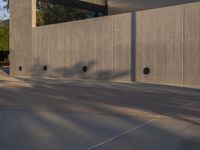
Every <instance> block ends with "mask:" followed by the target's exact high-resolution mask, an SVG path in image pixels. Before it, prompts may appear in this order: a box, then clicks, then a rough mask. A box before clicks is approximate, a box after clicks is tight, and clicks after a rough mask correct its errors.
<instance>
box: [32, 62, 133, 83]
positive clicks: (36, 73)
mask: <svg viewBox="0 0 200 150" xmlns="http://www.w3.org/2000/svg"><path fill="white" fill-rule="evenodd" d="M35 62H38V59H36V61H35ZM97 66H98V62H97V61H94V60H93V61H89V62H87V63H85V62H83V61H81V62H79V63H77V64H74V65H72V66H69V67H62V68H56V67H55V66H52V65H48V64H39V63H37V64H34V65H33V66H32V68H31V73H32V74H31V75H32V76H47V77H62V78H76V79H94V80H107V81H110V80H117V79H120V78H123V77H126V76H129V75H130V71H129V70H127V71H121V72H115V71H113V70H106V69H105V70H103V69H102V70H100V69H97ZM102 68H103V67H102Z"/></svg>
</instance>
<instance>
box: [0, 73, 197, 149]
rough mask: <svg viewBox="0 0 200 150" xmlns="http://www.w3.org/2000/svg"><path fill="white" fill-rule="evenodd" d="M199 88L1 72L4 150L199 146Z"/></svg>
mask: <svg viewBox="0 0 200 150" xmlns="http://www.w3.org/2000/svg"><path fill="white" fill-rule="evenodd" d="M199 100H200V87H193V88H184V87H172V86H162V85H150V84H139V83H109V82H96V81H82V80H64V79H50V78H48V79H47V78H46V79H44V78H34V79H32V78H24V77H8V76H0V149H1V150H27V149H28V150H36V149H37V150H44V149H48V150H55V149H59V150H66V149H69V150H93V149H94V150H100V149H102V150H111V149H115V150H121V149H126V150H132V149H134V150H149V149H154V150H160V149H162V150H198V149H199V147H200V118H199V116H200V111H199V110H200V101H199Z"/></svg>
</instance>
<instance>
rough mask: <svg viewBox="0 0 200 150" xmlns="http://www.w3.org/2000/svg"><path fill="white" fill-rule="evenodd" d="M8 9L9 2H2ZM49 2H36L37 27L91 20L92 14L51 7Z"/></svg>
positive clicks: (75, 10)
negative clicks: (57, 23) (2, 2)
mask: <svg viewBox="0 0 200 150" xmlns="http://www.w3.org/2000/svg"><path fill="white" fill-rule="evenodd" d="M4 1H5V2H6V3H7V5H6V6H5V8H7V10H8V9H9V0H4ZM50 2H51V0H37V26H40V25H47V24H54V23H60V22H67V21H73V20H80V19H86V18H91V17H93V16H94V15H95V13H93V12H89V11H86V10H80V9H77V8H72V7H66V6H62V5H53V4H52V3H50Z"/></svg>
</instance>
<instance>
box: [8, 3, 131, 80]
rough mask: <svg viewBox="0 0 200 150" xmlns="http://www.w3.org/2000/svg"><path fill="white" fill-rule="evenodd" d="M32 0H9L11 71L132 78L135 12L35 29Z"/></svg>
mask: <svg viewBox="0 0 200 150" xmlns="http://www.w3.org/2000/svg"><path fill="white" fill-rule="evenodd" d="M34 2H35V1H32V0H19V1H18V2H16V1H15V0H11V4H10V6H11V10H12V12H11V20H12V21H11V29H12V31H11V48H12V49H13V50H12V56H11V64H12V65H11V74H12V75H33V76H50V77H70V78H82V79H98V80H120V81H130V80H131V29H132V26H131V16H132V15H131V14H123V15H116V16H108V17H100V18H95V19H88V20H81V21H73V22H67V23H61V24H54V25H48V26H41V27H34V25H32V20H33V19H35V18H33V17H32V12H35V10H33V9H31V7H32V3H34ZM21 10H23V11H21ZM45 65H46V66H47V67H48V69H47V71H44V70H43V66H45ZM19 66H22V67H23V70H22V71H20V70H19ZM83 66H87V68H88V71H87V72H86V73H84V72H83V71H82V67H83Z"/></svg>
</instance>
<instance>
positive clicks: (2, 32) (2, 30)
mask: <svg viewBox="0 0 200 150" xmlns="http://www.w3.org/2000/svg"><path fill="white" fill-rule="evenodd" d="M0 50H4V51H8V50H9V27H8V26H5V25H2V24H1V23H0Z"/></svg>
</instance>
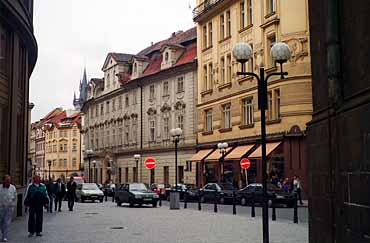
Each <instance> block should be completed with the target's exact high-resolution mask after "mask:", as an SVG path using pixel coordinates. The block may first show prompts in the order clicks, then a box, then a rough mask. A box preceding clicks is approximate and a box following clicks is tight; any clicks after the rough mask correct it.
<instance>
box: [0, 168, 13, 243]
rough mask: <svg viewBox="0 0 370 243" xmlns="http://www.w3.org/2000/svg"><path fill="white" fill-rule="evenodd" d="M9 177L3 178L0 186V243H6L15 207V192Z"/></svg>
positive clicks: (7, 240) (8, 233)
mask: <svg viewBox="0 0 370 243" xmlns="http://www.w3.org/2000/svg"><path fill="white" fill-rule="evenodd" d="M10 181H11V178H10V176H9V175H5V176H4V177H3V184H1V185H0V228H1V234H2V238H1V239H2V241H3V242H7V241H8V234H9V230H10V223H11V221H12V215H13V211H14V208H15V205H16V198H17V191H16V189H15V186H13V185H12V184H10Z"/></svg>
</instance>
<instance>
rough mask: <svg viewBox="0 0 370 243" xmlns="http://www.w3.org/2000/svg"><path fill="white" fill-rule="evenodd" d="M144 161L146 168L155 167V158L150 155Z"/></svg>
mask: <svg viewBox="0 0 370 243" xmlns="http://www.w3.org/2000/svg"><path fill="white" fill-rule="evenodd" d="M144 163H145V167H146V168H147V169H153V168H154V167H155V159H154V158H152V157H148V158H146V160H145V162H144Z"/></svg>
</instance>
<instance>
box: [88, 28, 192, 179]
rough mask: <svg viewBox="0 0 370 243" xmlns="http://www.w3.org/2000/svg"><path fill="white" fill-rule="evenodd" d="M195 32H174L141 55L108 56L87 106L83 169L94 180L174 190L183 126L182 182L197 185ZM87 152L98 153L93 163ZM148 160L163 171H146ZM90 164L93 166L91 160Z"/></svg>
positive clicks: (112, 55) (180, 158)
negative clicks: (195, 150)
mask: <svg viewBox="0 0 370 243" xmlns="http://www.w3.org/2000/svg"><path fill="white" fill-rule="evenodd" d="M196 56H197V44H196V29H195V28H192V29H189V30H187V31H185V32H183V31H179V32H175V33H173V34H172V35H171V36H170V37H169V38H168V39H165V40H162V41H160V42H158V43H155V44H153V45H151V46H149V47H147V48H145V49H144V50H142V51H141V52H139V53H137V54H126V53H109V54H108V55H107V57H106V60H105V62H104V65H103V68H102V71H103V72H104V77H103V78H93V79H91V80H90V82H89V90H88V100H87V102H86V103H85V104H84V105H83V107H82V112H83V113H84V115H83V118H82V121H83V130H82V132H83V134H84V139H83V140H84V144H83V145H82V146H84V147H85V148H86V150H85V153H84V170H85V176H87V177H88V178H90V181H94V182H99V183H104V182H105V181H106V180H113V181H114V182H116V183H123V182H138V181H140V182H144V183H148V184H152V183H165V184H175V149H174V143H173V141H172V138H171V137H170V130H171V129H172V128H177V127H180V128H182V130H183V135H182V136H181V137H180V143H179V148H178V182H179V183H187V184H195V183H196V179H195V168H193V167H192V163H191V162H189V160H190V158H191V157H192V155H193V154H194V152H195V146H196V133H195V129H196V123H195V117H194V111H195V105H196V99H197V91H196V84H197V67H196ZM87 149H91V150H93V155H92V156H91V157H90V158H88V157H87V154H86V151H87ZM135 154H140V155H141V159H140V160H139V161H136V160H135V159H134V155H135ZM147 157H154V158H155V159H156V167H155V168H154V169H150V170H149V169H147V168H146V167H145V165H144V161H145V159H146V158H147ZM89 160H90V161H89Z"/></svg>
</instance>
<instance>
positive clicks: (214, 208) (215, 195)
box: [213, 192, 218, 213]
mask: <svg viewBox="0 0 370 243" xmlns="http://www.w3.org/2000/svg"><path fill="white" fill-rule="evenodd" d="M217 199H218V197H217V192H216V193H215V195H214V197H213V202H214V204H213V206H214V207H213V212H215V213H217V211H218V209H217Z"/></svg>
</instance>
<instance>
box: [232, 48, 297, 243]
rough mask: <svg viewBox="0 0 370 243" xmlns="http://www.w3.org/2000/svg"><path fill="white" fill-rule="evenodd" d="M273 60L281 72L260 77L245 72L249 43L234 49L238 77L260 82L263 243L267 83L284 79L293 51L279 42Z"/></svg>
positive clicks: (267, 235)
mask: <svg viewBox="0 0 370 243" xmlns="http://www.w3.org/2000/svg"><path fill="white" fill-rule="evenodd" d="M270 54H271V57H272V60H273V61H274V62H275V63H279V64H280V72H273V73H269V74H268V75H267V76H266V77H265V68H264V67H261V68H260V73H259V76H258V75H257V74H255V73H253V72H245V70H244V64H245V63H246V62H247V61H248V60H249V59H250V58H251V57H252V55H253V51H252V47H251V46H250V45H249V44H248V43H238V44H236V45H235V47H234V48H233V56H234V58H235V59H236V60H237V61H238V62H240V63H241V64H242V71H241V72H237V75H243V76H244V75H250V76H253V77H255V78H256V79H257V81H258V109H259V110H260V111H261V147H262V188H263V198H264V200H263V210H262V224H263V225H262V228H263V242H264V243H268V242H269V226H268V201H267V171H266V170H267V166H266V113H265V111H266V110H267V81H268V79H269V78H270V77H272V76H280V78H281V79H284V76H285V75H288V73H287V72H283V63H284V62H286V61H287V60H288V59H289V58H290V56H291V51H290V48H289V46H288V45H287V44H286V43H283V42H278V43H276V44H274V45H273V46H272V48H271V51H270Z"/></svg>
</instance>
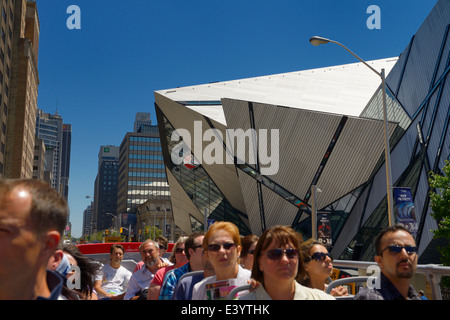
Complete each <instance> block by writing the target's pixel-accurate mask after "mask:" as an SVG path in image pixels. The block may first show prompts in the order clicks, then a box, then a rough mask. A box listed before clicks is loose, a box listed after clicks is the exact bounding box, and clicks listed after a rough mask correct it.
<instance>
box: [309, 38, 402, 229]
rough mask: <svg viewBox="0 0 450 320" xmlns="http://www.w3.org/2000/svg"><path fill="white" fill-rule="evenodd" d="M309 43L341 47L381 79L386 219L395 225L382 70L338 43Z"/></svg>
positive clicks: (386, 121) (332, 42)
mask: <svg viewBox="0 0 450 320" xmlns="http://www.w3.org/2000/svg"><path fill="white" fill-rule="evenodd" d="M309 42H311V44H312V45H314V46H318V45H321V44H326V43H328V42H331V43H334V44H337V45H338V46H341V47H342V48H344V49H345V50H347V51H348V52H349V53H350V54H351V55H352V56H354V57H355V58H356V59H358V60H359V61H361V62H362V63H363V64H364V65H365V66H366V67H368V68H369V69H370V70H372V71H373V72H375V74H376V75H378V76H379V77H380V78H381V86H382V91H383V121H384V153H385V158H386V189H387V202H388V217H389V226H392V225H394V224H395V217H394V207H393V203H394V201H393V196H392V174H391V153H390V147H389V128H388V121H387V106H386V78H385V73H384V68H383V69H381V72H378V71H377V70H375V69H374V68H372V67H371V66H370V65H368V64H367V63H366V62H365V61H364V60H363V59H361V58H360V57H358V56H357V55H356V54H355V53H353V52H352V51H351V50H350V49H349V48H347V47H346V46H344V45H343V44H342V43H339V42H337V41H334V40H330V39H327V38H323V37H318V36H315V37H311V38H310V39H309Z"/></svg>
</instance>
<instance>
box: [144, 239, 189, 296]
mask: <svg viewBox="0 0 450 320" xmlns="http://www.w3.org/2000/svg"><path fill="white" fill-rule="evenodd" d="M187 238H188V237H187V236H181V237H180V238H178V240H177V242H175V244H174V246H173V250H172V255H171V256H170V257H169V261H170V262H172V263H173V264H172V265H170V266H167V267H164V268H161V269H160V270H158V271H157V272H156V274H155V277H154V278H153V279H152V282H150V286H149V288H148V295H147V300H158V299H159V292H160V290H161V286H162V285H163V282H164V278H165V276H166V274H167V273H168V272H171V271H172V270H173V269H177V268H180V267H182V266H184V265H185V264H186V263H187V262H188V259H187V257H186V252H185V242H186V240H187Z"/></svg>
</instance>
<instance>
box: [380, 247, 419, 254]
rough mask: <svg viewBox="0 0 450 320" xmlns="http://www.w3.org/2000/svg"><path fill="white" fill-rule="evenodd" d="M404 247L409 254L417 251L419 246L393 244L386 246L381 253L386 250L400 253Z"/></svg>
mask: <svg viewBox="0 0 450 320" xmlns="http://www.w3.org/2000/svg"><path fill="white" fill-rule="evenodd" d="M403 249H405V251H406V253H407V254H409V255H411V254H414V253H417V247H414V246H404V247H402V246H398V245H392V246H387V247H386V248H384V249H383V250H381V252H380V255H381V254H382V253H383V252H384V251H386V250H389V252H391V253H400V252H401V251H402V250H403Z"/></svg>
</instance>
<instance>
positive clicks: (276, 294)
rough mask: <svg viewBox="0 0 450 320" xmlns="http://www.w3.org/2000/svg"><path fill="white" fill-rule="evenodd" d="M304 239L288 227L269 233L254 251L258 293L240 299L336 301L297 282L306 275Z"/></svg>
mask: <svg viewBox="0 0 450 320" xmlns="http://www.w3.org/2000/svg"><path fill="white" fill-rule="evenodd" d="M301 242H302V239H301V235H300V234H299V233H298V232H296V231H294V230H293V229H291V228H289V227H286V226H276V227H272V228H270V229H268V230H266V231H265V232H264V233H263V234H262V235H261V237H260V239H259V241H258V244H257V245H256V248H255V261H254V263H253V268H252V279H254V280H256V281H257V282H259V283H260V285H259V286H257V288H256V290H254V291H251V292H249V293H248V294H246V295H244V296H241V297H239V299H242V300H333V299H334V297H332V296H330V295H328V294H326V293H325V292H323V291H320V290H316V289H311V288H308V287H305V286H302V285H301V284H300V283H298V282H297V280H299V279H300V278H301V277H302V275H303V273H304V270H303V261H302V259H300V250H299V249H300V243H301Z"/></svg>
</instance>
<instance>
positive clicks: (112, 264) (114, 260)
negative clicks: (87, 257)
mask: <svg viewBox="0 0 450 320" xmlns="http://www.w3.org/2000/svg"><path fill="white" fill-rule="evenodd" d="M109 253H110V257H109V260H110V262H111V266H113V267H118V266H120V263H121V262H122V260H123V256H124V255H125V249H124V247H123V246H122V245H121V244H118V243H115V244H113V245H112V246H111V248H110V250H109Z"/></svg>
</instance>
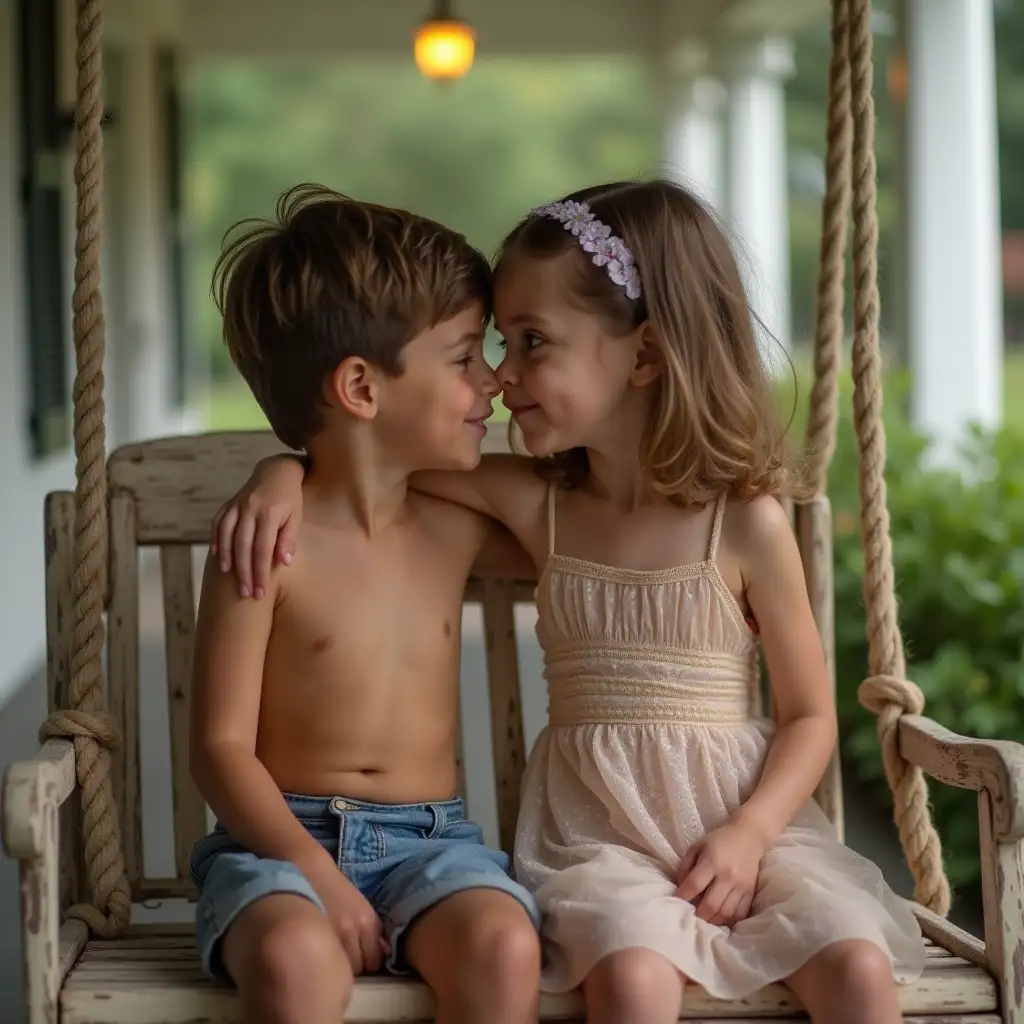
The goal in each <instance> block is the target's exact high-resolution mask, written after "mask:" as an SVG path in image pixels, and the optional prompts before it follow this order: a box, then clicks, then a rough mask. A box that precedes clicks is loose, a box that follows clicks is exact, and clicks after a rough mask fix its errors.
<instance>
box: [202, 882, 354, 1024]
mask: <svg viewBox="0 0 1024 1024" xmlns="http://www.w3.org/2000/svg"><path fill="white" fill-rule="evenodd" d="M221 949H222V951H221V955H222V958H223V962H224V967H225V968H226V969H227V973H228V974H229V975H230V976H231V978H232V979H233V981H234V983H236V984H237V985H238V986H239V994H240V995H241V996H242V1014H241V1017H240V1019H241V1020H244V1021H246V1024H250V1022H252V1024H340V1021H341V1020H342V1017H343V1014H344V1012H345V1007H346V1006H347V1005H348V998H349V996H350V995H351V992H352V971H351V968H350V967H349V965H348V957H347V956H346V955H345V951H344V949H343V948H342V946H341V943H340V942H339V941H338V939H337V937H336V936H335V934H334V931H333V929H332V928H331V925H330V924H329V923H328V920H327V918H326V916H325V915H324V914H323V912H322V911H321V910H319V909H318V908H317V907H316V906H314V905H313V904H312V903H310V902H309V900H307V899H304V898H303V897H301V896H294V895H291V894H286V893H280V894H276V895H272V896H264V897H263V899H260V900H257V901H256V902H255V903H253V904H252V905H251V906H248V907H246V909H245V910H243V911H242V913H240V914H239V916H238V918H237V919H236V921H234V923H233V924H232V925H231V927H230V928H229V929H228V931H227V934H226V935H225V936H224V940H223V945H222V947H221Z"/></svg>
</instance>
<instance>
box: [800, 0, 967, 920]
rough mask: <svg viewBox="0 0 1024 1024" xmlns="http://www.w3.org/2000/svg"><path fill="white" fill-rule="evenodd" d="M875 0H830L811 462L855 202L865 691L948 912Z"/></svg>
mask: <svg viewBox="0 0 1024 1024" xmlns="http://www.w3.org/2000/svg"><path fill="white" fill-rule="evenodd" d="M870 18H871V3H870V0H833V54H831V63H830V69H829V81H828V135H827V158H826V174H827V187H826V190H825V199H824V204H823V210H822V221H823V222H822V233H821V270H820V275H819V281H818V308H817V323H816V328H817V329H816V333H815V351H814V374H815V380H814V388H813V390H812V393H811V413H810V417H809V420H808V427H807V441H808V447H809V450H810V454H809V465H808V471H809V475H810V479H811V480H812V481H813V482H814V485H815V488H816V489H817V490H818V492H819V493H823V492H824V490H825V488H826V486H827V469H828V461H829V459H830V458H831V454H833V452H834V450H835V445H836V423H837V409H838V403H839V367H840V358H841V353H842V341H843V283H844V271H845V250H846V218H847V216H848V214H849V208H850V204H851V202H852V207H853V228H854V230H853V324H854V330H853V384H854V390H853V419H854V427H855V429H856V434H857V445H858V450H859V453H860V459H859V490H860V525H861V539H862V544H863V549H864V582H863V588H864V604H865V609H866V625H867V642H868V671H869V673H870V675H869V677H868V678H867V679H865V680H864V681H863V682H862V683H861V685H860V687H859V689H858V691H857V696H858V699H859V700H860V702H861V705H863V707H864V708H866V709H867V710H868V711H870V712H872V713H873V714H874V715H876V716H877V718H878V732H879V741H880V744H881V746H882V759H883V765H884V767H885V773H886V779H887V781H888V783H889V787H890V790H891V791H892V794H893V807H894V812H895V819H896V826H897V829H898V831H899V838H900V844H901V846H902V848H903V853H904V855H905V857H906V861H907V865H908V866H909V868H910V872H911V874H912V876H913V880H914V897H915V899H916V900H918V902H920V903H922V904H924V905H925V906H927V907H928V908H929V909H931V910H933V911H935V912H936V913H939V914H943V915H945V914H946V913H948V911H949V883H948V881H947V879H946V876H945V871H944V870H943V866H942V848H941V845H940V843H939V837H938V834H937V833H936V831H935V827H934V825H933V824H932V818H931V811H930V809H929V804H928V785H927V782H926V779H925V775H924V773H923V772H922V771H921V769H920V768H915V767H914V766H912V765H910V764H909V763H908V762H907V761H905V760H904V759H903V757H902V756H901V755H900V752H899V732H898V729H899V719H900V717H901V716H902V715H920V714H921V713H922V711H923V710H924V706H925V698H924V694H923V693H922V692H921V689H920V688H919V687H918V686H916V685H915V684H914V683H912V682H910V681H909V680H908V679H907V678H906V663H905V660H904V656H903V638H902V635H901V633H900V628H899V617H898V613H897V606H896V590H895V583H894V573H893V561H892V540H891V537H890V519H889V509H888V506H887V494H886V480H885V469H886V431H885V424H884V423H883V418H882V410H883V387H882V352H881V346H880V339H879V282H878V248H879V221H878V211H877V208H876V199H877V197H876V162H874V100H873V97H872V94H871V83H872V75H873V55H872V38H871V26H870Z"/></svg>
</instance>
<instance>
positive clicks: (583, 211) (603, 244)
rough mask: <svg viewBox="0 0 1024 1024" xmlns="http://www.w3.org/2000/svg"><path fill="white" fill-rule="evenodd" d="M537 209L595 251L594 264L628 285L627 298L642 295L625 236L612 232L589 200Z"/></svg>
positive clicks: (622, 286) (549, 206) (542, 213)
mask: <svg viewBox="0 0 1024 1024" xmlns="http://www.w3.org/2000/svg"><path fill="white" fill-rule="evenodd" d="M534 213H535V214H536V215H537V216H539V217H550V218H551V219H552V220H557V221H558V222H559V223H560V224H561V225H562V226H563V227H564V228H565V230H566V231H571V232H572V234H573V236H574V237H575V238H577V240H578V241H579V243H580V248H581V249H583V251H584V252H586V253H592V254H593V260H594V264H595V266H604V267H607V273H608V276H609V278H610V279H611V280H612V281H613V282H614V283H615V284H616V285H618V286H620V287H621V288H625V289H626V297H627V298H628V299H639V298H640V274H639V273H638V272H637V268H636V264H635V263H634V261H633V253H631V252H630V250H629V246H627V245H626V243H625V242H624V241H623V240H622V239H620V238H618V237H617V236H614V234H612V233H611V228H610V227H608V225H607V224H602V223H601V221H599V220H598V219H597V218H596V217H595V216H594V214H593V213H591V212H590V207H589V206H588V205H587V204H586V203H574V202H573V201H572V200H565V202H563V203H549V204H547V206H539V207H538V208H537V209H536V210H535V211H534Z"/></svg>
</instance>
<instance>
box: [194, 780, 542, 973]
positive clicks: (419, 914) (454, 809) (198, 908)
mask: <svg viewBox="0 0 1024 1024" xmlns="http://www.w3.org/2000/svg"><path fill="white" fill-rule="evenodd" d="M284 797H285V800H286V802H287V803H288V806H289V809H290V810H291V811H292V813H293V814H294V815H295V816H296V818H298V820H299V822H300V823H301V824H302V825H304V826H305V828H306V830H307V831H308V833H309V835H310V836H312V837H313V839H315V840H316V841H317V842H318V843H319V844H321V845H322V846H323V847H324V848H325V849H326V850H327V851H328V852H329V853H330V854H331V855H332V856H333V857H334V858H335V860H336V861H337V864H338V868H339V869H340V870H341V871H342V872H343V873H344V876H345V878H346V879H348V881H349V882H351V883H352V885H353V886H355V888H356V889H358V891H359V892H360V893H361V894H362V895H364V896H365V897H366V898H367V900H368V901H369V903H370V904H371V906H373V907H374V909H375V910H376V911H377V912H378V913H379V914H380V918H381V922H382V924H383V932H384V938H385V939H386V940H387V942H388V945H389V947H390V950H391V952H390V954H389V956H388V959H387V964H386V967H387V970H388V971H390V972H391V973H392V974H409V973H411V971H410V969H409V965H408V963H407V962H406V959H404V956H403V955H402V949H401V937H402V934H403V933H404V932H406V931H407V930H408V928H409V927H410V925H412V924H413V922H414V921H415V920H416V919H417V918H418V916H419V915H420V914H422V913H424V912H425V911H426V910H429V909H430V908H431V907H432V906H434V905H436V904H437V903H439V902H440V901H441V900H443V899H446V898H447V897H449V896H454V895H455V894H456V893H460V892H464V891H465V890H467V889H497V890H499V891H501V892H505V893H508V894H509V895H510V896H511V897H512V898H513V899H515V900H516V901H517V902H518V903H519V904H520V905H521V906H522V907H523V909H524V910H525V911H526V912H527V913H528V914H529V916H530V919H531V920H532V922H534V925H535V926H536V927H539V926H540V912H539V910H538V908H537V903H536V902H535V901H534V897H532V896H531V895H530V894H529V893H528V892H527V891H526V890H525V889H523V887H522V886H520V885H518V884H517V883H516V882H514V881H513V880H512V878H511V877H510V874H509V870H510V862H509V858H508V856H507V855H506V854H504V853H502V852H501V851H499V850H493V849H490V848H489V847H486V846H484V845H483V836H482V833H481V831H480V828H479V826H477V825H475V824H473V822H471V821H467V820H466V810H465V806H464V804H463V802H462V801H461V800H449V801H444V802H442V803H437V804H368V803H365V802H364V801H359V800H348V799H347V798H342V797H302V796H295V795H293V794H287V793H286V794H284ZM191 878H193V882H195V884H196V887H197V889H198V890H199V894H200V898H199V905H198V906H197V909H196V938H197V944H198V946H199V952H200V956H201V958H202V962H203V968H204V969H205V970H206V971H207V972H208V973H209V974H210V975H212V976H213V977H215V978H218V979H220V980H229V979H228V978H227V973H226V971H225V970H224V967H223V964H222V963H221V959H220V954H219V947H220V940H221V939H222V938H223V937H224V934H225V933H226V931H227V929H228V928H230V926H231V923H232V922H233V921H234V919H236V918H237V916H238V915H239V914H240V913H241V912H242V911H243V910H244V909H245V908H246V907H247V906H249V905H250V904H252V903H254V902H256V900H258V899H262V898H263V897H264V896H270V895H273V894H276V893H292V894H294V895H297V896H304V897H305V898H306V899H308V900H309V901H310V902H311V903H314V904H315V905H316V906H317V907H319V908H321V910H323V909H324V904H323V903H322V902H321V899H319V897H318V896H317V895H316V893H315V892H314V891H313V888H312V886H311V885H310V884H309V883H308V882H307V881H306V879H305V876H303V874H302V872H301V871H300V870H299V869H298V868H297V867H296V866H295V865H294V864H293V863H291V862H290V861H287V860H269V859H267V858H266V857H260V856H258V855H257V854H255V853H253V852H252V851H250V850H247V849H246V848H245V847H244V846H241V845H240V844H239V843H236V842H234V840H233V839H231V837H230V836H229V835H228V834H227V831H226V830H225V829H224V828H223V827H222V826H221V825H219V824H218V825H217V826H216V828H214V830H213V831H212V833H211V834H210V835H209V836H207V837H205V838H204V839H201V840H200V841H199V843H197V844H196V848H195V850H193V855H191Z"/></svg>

● Required action: Count the lines in the entries above that contain the string "negative", matching case exactly. Give only the number.

● Response: 3